#### Records shown:
********************

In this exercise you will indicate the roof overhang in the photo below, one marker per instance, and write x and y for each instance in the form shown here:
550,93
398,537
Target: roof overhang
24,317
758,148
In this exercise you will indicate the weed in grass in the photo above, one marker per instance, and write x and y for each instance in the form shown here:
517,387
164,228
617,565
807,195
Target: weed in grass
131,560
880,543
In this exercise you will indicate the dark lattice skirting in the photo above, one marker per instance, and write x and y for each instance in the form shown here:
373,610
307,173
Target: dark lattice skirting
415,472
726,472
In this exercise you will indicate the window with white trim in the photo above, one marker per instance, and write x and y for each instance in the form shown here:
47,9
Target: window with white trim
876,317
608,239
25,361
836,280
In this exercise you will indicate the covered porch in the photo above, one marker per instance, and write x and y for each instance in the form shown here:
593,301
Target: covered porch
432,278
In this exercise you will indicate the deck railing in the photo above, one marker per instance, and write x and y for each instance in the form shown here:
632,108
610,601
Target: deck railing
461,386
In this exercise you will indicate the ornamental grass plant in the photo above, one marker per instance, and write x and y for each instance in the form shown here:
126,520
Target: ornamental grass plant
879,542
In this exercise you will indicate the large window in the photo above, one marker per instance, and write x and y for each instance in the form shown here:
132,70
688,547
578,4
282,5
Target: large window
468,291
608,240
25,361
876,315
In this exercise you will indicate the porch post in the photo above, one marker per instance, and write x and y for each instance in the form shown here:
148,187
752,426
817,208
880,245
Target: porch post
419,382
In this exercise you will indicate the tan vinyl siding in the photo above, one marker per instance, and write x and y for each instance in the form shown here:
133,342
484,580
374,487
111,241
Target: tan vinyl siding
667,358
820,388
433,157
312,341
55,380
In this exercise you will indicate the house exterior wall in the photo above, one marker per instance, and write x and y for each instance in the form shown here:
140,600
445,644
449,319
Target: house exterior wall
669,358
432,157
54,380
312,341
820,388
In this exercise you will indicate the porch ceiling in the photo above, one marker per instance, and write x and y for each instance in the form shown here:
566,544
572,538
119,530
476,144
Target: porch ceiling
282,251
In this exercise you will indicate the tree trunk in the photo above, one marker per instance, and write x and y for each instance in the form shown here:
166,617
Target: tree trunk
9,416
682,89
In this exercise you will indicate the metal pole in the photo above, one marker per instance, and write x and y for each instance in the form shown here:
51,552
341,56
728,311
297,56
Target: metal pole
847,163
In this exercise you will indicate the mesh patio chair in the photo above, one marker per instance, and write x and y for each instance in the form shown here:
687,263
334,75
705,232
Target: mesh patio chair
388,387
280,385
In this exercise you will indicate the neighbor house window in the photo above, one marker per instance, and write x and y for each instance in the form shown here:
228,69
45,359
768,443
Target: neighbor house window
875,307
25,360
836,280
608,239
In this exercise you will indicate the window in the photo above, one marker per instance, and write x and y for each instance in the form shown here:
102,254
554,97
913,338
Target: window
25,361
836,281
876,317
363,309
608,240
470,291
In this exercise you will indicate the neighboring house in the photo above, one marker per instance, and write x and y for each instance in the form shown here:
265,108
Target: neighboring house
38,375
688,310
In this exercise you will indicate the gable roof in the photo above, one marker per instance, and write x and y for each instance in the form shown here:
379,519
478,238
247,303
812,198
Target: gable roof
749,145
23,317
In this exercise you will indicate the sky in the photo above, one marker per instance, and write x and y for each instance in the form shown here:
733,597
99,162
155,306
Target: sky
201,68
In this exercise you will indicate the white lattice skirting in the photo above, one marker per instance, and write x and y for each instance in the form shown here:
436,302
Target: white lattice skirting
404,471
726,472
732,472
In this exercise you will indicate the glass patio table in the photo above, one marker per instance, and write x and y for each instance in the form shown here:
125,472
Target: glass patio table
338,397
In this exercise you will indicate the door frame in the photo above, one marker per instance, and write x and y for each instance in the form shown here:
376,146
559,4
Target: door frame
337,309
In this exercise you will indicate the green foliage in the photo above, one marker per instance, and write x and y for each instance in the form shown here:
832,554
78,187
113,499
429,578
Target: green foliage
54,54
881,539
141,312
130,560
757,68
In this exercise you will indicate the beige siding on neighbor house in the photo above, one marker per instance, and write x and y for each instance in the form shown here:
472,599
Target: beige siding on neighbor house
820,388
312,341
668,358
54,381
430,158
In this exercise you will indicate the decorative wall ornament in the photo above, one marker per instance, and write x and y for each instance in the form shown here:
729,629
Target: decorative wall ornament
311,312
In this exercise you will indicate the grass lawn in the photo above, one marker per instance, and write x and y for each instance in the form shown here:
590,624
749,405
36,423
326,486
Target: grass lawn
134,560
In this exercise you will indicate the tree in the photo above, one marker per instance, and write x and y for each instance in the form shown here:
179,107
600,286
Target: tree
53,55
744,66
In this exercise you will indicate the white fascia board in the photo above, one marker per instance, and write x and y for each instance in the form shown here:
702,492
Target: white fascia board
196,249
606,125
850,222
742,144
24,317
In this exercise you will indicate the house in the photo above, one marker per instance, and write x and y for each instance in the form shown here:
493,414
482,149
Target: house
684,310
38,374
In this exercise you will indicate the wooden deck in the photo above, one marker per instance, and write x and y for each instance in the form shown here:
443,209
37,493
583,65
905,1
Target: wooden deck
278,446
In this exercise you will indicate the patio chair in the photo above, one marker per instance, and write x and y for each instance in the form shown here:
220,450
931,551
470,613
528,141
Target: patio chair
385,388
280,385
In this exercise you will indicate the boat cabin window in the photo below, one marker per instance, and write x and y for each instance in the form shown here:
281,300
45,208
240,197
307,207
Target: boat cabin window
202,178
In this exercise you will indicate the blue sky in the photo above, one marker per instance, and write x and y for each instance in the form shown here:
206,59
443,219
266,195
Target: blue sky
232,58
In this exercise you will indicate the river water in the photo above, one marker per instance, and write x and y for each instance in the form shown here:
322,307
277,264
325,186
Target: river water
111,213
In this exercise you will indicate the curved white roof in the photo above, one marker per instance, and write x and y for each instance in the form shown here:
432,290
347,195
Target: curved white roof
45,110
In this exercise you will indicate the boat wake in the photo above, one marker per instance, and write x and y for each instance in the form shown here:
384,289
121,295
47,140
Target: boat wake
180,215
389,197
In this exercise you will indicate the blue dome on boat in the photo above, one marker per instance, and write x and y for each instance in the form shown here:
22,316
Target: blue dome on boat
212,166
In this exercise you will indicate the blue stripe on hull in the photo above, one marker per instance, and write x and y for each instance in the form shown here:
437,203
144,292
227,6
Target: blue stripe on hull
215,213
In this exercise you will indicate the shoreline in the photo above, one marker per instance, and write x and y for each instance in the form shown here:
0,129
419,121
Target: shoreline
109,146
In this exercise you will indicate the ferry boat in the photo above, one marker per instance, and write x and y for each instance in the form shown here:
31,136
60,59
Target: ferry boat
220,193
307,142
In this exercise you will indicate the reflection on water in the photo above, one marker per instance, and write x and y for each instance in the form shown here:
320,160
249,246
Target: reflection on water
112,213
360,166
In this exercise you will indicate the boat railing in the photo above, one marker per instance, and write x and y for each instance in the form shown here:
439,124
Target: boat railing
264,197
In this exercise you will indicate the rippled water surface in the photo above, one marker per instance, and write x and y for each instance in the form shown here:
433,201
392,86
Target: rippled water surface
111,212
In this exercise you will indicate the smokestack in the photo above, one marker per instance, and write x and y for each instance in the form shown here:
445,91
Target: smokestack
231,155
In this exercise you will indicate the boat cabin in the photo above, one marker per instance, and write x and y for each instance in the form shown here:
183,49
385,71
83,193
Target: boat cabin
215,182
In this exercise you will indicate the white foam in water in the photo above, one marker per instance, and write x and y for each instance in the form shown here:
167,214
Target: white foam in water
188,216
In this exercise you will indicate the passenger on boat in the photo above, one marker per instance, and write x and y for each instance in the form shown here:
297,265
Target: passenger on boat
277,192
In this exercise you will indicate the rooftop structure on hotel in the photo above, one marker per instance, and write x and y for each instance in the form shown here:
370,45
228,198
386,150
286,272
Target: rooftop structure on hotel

********************

Repeat precisely the lines of the data starting at the one containing "In this exercise you will indicate the reflection", last line included.

#### Solution for this exercise:
In this exercise you will indicate the reflection on water in the photo above, one marker per instance, and write x and y for each instance in the form shown here:
320,160
249,246
Target: reflection on water
112,213
360,166
In this exercise you will indicate the boat railing in the photo above, one marker per instance, and write x and y for each instance in the form shown here:
439,124
Target: boat railing
264,197
In this exercise you will indicate the rippled water surface in the photo above, one marker per instance, and write x and y for each instance in the form shown here:
433,201
392,86
Target: rippled water surface
111,212
In this exercise you will indicate the smokestack in the photo above, one marker per instance, and write x and y for each instance in the form shown here:
445,91
Target: smokestack
231,155
In this exercise you will indicate the boat cabin in the photo above, one marker per instance, and write x and y for each instance in the form shown here:
183,49
385,71
83,193
Target: boat cabin
215,182
In this exercise you will indicate the white foam in water in the photo above, one marker per instance, and write x and y for each instance in the form shown here:
167,214
Target: white foam in water
188,216
In this exercise you will indicate the passenger on boat in the photo above, one marker per instance, and write x and y for each instance in the form shown here:
297,265
Target: passenger on boat
277,192
In this exercise you will indicate the rooftop structure on hotel in the photo above, one marker per instance, and write x and y for each instance in the form shown here:
370,45
228,198
386,150
286,272
Target: rooftop structure on hotel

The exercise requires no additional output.